## Reading passage
== == ==

For her part, Small, 41, the North Philadelphia resident, says she'll start these hot days with a fan and turn on the air conditioner if it becomes unbearable.

But many city residents don't have air conditioners, and those who do often leave them off because it costs so much to run them, said Leroy Fisher, who works in the city managing director's office and handles community engagement in Hunting Park.  Fisher, 47, grew up in North Philadelphia and knows what people do to keep cool.  He recalls seeing a boy struck by a car as he was cooling off in front of an open fire hydrant.

"It's going to be horrible this weekend," Fisher said.  "Heat kills."

Fisher said efforts are underway to identify and map buildings that can be part of a network — including pools — residents could use to stay cool rather than a single cooling center.

While some escape to the Shore or mountains, those in the hottest parts of the city are often stuck in place.  Many would need bus fare to get themselves and their families to an established cooling center, such as a library.

Christine Knapp, director of the Office of Sustainability, said it will take a citywide effort to create the network.

"Eight of the last 10 years have been among the hottest we've had in Philly," Knapp said, explaining the urgency of the project.

"We'll be asking people: How do you cope with the heat? Where do you go?  Is anyone really going to pay for a bus to go to a library to cool down?  Do they want trees?  Do they want cool roofing or free transit on hot days?" Knapp said.

Some changes should be made quickly, she said. For example, she cited tree giveaway programs, such as TreePhilly, as a good start.  Many people rent and don't know they can still qualify to plant trees as long as they have clearance from a landlord.

== == ==

## Things to do
• 1. In the article on Philadelphia heat, who is named as director of the Office of Sustainability?
• 2. Write out the part of the article on Philadelphia heat between "While some escape to" and "of the project.", inclusive.
• 3. Write what comes next in the article on Philadelphia heat, picking up after its final sentence.

## Data extracted from a collection

== == ==

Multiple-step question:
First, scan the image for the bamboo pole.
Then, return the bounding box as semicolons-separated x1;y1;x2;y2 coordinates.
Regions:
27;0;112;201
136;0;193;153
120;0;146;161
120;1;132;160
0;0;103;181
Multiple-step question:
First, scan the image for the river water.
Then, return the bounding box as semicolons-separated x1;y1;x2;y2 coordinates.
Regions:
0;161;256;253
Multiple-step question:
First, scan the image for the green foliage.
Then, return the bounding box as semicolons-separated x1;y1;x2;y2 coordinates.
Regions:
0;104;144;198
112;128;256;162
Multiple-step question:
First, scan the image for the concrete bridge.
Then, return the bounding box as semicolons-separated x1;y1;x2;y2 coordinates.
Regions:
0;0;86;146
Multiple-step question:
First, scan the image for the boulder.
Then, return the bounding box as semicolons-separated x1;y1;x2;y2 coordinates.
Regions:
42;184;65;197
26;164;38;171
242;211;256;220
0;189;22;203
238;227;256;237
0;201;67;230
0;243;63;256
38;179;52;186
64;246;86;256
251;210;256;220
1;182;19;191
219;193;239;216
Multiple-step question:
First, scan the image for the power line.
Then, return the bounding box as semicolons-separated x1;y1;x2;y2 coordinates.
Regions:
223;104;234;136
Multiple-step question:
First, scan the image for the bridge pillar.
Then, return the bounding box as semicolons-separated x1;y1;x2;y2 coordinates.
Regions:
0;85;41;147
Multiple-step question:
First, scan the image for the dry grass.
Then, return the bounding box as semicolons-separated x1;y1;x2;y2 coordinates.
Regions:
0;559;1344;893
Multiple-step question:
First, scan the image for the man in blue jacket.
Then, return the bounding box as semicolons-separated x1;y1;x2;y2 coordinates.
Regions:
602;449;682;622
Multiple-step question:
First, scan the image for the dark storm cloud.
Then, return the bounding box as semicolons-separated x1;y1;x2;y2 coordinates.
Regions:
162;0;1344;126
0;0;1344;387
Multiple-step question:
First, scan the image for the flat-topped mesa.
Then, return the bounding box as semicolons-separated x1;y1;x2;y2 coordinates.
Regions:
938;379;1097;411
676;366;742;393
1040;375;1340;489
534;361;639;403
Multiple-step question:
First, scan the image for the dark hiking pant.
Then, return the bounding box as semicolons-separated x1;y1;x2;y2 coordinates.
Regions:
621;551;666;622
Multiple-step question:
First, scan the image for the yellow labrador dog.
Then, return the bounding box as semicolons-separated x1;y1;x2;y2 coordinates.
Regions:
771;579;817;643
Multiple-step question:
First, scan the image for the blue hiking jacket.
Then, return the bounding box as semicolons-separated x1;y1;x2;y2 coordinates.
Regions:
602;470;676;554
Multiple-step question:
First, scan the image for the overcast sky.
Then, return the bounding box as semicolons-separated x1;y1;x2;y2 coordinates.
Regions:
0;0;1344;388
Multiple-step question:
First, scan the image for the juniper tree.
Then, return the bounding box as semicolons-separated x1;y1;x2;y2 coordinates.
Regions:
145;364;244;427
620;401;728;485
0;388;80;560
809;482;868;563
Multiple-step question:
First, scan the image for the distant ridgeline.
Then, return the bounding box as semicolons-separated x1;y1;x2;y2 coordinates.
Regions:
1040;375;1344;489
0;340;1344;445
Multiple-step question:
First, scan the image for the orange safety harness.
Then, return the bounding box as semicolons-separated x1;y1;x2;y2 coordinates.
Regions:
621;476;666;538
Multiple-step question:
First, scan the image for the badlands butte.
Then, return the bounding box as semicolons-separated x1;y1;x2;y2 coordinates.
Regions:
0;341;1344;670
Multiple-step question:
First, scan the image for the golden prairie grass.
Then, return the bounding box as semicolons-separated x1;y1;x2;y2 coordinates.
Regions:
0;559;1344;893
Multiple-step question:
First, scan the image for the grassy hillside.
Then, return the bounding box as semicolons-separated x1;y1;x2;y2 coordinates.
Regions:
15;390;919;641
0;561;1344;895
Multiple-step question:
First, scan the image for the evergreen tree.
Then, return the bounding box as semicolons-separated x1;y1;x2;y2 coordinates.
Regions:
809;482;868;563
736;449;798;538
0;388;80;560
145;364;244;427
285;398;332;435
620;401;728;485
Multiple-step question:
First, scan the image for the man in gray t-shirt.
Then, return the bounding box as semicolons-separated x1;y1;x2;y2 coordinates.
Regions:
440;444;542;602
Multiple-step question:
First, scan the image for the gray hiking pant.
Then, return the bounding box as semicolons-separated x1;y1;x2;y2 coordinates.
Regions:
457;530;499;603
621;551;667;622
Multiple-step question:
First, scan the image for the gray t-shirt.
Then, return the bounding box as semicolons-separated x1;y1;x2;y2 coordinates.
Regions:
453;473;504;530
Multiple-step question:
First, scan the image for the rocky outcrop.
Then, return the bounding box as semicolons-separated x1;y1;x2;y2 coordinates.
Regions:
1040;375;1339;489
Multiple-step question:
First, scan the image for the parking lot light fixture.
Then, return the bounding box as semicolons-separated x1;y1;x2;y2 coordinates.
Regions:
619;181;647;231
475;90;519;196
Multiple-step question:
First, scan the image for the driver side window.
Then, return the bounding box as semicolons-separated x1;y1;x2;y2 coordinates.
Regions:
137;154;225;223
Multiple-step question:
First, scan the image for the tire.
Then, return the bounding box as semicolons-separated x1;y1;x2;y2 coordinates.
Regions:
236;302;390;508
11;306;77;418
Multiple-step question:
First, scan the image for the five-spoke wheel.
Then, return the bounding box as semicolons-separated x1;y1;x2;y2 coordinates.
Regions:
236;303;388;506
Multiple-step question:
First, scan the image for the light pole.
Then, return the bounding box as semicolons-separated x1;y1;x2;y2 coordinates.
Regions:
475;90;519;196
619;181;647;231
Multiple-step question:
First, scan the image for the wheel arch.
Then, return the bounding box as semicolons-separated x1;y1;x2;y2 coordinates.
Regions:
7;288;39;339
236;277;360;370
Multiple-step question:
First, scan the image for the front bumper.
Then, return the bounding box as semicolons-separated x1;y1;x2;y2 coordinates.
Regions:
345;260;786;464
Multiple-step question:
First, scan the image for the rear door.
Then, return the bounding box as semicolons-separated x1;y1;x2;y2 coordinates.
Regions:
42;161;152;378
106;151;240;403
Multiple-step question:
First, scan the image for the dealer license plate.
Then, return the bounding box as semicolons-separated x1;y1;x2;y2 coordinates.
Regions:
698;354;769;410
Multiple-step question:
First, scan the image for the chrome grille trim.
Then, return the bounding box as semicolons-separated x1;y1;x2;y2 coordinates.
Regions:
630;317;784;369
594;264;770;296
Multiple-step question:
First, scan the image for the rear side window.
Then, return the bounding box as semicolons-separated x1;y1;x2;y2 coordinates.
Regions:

== == ==

## Answers to this exercise
• 1. Christine Knapp

• 2.
While some escape to the Shore or mountains, those in the hottest parts of the city are often stuck in place.  Many would need bus fare to get themselves and their families to an established cooling center, such as a library.

Christine Knapp, director of the Office of Sustainability, said it will take a citywide effort to create the network.

"Eight of the last 10 years have been among the hottest we've had in Philly," Knapp said, explaining the urgency of the project.

• 3.
Steven Alles, director of the division of disease control for the city's health department, said his office was also preparing.

Among the concerns: people who are afraid to open their windows at night.  Often, they'll keep windows sealed shut but turn on a fan, creating sort of a convection-oven effect.  Especially for seniors, there's another danger: failing to realize they are getting dangerously overheated.

"Heat in itself is a cause for attention by our office," Jeffrey Kolakowski, a representative of the Office of Emergency Management, wrote in an email.  The office monitors heat waves and has a heat plan for residents, who are asked to give the city contact information so someone knows they may need help.  Power outages caused by increased electric consumption are another concern. The office also conducts one-hour workshops on dealing with heat and other issues.

Anna Alston, 52, a Hunting Park resident, said she plans to stay inside with the air conditioner on for as long as the heat wave lasts.

"I don't like the heat," Alston said. "I'm telling you it gets so hot on this block you can fry an egg on it.  It's like the South here."

Across the street from her home, someone had already inflated a kiddie pool, blocking the sidewalk. The summer's first heat wave was underway.